__DOCUMENT SEGMENT__
Content starts
While these methods offer simplicity and effectiveness under certain conditions, they significantly depend on the feature extraction. Designing appropriate and reliable features for decision-making algorithms is a difficult and time-consuming process highly conditioned by domain knowledge of the problem, uniform backgrounds, and invariant positions of the objects through images.

The specific industrial context of this research focuses on the manufacturing casting processes for the automotive industry, which is known for its restrictive quality tolerances. Although this study is centered on casting, it is important to acknowledge that other fields, such as body-in-white (BIW) [16] inspections, play a significant role in automotive manufacturing. While BIW inspections pertain to the assembly and inspection of vehicle bodies, which involves different procedures and defect types compared to casting, the methodologies and technologies developed in this research could potentially be adapted to BIW and other manufacturing processes in the future.

In our specific industrial context, castings exhibit a diverse range of positions and structures, while defects manifest as subtle and localized irregularities, as exemplified in Fig. 1. Traditionally handcrafted feature extraction algorithms encounter significant challenges in generating an effective feature representation [17], particularly when dealing with intricate scenarios characterized by varying casting structures, flexible positioning, and small, isolated defects. When conventional 2D imaging is insufficient, the adoption of 3D sensors becomes essential to capture a comprehensive profile of the surface and identify non-compliant material [18]. The transition from 2D cameras to 3D cameras finds strong justification in the domain of quality control for casting components [19]. Particularly, for surface defects where evaluating the surface roughness is crucial in the decision-making process, conventional 2D cameras cannot adequately capture the roughness information. However, 3D imaging provides depth information that enables the calculation of roughness and sphericity.
Content ends
__DATA SHOWN__
Content starts
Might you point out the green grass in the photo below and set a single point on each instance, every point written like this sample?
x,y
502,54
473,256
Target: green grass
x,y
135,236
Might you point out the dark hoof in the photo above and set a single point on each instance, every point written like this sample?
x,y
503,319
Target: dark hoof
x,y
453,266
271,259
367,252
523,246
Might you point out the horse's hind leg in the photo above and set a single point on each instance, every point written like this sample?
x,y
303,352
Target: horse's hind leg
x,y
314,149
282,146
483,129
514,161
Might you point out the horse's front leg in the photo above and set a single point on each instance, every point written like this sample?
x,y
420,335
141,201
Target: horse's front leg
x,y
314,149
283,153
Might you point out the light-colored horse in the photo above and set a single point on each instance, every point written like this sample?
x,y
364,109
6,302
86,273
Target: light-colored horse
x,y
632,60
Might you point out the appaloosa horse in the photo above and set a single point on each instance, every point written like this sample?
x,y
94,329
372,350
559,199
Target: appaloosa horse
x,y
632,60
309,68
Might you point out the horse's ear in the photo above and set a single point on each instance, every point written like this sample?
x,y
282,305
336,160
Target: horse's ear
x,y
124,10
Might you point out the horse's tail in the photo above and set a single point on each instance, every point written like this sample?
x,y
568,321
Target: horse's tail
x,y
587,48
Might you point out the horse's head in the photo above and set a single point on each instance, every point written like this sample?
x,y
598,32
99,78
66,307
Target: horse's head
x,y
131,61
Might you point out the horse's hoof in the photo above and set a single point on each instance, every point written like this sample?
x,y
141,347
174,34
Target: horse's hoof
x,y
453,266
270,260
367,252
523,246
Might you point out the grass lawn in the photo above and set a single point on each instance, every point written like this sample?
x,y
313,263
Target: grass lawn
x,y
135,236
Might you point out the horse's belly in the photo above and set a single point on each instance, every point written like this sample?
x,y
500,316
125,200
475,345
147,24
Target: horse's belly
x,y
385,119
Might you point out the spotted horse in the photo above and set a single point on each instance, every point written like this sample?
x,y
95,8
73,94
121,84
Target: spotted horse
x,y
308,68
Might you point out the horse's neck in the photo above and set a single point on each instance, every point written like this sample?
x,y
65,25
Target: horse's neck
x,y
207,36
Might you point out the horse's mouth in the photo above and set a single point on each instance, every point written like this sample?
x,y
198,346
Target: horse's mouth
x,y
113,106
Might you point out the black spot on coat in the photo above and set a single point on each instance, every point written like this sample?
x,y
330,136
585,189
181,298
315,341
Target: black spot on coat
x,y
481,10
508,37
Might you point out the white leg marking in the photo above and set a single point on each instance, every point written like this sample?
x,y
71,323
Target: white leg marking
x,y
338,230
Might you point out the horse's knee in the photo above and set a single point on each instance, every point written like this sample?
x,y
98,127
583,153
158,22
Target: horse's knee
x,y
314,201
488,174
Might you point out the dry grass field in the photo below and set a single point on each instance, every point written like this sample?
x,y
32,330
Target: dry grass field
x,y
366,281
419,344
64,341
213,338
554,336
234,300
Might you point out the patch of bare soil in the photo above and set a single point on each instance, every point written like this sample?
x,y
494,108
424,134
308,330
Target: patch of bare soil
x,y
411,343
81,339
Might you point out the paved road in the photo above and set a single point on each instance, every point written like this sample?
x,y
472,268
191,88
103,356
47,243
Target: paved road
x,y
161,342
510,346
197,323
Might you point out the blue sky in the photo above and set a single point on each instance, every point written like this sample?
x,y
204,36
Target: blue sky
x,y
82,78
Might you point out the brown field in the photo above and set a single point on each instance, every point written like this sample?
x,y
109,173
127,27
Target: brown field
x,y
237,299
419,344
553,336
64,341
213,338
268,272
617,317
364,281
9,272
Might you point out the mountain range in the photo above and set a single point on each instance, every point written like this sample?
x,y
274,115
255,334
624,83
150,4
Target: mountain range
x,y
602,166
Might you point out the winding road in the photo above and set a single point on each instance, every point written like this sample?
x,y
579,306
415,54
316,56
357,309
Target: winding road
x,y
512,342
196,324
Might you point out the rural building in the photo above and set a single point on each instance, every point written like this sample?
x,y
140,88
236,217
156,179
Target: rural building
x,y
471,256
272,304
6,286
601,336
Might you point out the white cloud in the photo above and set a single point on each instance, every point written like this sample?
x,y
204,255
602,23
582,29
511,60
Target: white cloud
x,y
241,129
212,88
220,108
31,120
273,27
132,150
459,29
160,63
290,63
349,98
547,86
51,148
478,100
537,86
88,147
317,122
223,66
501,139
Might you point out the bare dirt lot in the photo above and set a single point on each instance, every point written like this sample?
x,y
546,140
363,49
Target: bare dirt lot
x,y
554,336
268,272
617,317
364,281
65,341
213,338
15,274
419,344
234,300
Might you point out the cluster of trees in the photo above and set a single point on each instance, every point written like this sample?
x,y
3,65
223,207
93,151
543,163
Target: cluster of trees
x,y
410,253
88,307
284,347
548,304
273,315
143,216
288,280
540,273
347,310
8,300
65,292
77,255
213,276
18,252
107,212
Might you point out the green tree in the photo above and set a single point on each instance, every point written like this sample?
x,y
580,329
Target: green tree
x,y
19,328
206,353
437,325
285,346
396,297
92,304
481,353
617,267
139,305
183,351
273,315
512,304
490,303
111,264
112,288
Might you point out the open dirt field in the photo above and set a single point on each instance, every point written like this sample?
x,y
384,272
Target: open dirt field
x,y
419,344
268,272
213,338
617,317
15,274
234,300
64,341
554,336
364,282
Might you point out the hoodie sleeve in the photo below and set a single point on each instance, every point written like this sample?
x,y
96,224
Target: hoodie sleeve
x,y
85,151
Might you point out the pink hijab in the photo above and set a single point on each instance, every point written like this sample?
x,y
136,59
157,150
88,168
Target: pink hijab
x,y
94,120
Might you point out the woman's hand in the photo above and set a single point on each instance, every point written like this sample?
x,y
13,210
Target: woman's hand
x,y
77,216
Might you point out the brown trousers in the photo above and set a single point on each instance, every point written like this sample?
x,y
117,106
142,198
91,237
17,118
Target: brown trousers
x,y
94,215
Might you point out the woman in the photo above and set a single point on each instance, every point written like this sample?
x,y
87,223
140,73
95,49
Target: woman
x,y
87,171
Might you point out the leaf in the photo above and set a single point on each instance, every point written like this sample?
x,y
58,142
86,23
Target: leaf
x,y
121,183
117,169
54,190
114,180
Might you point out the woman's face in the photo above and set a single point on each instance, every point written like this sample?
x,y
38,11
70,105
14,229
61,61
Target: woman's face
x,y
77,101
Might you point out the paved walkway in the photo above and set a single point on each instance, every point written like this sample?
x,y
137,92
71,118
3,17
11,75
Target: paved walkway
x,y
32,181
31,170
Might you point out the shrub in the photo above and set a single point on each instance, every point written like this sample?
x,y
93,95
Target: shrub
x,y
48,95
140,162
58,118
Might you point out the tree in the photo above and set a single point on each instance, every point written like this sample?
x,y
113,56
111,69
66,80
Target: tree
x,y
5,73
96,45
Content ends
Content starts
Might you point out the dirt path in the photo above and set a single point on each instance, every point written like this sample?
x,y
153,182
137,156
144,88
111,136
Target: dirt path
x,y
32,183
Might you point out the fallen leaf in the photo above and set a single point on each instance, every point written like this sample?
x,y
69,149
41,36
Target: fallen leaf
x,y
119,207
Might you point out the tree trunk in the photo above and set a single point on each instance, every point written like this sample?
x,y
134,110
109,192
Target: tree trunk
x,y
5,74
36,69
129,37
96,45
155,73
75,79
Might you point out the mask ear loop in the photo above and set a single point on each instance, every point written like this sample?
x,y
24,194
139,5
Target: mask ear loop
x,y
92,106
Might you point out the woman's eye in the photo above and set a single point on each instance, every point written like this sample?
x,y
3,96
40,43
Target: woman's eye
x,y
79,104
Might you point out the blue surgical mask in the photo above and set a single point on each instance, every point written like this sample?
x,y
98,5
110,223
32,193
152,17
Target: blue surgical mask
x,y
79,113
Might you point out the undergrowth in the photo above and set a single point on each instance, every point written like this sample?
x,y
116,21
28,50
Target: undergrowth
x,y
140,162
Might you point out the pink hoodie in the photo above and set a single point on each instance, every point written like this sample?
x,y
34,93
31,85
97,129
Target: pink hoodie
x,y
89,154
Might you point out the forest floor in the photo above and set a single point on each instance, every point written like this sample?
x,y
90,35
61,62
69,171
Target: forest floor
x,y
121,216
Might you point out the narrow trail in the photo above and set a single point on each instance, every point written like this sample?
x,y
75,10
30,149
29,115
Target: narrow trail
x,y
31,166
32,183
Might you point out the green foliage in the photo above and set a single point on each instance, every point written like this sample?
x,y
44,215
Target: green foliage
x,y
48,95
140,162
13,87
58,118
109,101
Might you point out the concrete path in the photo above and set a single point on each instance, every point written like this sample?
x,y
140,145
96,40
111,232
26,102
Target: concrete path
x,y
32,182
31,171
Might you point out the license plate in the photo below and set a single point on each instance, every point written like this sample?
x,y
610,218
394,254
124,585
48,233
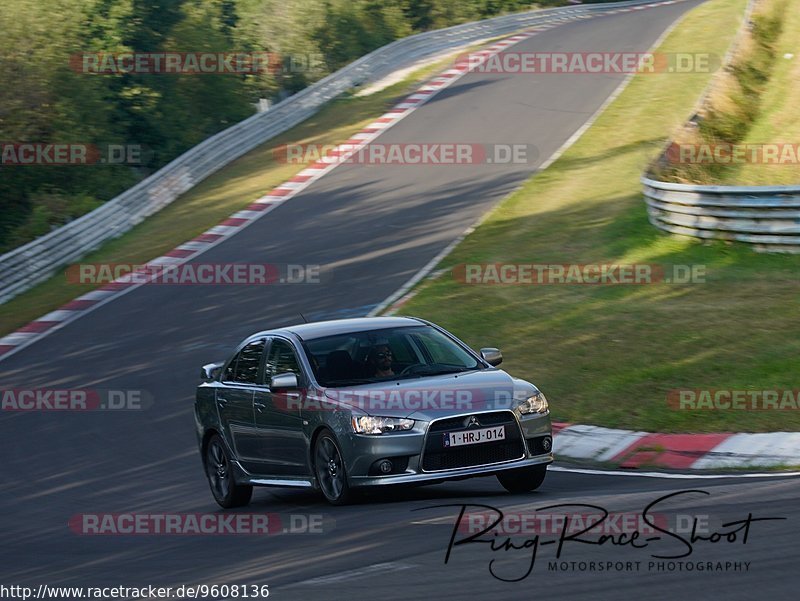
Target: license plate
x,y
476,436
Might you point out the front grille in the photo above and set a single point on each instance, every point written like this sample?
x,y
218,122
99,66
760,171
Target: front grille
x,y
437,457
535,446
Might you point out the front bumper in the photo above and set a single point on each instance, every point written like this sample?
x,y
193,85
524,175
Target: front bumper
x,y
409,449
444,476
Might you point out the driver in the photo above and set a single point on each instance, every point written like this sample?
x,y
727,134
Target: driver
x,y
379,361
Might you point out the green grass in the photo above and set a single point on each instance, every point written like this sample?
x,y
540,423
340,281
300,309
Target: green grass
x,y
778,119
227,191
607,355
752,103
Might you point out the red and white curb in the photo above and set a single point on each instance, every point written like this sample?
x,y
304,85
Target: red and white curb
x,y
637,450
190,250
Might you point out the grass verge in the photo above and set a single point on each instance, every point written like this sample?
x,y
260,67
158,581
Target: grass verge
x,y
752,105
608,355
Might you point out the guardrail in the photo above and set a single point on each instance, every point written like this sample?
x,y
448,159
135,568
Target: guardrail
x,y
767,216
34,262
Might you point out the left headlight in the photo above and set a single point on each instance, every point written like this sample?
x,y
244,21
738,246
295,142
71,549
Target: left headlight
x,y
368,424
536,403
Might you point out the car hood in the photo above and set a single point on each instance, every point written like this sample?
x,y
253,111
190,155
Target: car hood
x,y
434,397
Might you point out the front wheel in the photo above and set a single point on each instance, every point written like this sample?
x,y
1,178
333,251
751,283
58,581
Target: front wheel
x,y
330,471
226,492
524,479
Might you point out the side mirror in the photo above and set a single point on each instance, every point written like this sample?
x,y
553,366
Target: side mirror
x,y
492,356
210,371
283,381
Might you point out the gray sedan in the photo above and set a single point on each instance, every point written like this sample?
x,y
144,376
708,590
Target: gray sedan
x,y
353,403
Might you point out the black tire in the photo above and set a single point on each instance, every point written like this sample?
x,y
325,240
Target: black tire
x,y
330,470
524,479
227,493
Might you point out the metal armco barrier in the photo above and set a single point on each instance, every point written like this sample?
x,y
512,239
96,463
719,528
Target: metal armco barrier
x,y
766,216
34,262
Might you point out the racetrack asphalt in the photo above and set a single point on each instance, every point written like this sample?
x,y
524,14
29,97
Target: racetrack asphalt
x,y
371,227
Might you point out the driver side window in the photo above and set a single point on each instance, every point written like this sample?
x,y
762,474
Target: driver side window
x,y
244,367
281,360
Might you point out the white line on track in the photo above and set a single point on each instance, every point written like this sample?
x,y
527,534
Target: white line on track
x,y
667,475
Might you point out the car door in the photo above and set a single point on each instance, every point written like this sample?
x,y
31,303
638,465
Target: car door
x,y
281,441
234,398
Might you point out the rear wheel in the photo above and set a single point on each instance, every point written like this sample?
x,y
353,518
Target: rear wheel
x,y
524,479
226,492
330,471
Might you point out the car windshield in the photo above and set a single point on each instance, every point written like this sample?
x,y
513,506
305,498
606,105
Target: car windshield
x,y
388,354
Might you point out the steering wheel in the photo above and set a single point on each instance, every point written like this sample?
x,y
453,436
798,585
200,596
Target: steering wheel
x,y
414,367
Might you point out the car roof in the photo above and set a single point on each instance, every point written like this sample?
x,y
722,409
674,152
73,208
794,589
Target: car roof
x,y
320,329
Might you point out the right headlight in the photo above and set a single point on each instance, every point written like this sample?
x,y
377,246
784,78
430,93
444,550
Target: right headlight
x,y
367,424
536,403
Content ends
__INSTRUCTIONS__
• A. In the casting inspection passage, reproduce everything from "The specific industrial" down to "in the future.", swapping "automotive" for "aerospace".
• B. List, in order of appearance, every bracketed citation number in the casting inspection passage.
The material plays no part in any task and can be set aside.

__YOUR WRITTEN ANSWERS__
• A.
The specific industrial context of this research focuses on the manufacturing casting processes for the aerospace industry, which is known for its restrictive quality tolerances. Although this study is centered on casting, it is important to acknowledge that other fields, such as body-in-white (BIW) [16] inspections, play a significant role in aerospace manufacturing. While BIW inspections pertain to the assembly and inspection of vehicle bodies, which involves different procedures and defect types compared to casting, the methodologies and technologies developed in this research could potentially be adapted to BIW and other manufacturing processes in the future.

• B. [16], [17], [18], [19]